_Records shown_
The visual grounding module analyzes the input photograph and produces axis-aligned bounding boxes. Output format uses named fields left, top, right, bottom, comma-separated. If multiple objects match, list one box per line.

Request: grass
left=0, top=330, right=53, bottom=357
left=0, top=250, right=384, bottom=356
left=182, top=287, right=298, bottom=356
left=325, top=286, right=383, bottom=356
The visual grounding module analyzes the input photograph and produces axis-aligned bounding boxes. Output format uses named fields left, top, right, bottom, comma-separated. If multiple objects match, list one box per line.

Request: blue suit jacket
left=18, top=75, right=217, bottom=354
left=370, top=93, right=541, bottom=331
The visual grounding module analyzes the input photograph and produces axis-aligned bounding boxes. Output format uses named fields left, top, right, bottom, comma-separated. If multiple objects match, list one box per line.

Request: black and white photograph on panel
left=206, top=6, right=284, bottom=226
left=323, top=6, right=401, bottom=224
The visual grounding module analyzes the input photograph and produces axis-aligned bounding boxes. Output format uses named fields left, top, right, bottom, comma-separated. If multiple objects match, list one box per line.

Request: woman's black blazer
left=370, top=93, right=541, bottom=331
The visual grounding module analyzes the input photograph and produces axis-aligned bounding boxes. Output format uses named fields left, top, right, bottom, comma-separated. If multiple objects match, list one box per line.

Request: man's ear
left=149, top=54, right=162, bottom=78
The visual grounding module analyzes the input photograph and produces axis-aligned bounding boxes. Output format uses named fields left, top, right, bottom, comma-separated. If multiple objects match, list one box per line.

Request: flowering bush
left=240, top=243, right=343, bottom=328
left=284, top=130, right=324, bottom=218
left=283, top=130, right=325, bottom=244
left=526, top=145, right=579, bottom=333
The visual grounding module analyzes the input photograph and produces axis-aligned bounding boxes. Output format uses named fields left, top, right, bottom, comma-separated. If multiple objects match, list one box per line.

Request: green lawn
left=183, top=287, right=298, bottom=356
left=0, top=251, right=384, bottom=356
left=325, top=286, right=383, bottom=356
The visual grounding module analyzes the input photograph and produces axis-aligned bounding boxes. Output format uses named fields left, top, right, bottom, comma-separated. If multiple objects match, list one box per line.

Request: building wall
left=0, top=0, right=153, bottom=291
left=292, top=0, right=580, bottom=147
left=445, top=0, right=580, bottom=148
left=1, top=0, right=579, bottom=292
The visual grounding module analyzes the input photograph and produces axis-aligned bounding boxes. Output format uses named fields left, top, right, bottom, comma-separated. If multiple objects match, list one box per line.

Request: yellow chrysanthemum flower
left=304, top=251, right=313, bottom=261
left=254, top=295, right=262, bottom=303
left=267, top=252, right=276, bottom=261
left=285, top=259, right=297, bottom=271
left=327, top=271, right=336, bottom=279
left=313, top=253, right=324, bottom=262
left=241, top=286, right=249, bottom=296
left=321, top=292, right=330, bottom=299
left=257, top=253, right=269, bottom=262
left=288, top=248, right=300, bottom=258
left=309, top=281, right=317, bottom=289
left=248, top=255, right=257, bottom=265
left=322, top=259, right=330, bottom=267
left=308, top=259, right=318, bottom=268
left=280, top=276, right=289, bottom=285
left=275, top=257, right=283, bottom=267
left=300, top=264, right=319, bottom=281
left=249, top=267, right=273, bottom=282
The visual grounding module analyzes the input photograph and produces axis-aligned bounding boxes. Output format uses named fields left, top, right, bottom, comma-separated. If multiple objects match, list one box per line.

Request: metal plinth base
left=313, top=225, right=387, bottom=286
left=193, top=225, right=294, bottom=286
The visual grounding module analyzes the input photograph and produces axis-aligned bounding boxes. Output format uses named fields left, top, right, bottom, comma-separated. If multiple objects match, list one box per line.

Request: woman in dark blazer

_What needs to be done_
Output all preceding records character for character.

_Task response_
The visual grounding module analyzes the input photograph and produces axis-aligned bounding boxes. Output format uses named fields left, top, right, bottom, comma-separated. If multiple objects match, list one box per line.

Request: grass
left=0, top=330, right=53, bottom=357
left=0, top=250, right=384, bottom=356
left=182, top=287, right=298, bottom=356
left=325, top=286, right=383, bottom=356
The visual grounding module analyzes the input photograph and produces axis-aligned bounding boxes. Output format uses named fields left, top, right, bottom, comma-separated. If multiple objects match, list one box per line.

Request: blue suit jacket
left=18, top=75, right=217, bottom=354
left=370, top=93, right=541, bottom=331
The visual grounding module analyzes the input photograph and produces axis-aligned bounding boxes. Output format uses named fields left, top, right, bottom, comma-separated. If multiple objects match, list one box per line.

Request: black and white photograph on panel
left=206, top=6, right=284, bottom=226
left=323, top=6, right=401, bottom=224
The visual grounding module analyzes the input photograph and produces axis-aligned bounding boxes. Output format uses named fields left, top, right, bottom, comma-separated. If multiple objects match, list one box per line.

Request: woman's black blazer
left=370, top=93, right=541, bottom=331
The visual grounding module analyzes the input photograph and produces axis-aligned bounding boxes. Output format uses named fields left, top, right, bottom, comma-separated. If multiple objects match, list one box per line.

Request: man's ear
left=149, top=54, right=162, bottom=78
The visual grounding module analyzes the input photograph and produces axis-aligned bounding boxes. Output format uses named fields left, top, right, bottom, comma-separated. If multiple objects match, list one box per line.

Request: flowering bush
left=240, top=243, right=343, bottom=328
left=284, top=130, right=324, bottom=218
left=283, top=130, right=325, bottom=244
left=526, top=145, right=579, bottom=333
The visual grounding module analyzes the input photograph and produces axis-aligned bounding boxes. Output format uses named fields left, top, right, bottom, comma-separated. If multiple objects match, list one box per line.

Request: green lawn
left=183, top=287, right=298, bottom=356
left=0, top=251, right=384, bottom=356
left=325, top=286, right=383, bottom=356
The visual grounding module analyzes the input photograph and produces axis-aligned bounding boxes. Output format uses named fields left, top, right, bottom, comma-separated. If multiple objects match, list one box per line.

Request: building wall
left=0, top=0, right=153, bottom=291
left=292, top=0, right=580, bottom=147
left=445, top=0, right=580, bottom=148
left=1, top=0, right=579, bottom=292
The visual grounding module analyzes the input photograph and produces axis-aligned bounding boxes. Output format uses named fields left, top, right, bottom, comma-separated. If multiple objects match, list one box per line.

Request: yellow chrysanthemum flower
left=304, top=251, right=313, bottom=261
left=254, top=295, right=262, bottom=303
left=267, top=252, right=276, bottom=261
left=285, top=259, right=297, bottom=271
left=327, top=271, right=336, bottom=279
left=313, top=253, right=324, bottom=262
left=241, top=286, right=249, bottom=296
left=321, top=292, right=330, bottom=299
left=257, top=253, right=269, bottom=262
left=288, top=248, right=300, bottom=258
left=309, top=281, right=317, bottom=289
left=248, top=255, right=257, bottom=265
left=322, top=259, right=330, bottom=267
left=308, top=259, right=318, bottom=268
left=280, top=276, right=289, bottom=285
left=275, top=257, right=283, bottom=267
left=300, top=264, right=319, bottom=281
left=249, top=267, right=273, bottom=282
The visual grounding module analyzes the input photograph and produces axis-aligned bounding boxes. Output format uses named fields left, top, right, bottom, comma-separated. If multiple objects match, list one box per line.

Request: metal plinth base
left=313, top=225, right=387, bottom=286
left=193, top=225, right=294, bottom=286
The visual grounding module analyzes the input photograph and produces axis-aligned bounding boxes. Output format uses named fields left, top, right, bottom, comma-separated. If multiple objects match, list one box per line.

Request: woman in dark blazer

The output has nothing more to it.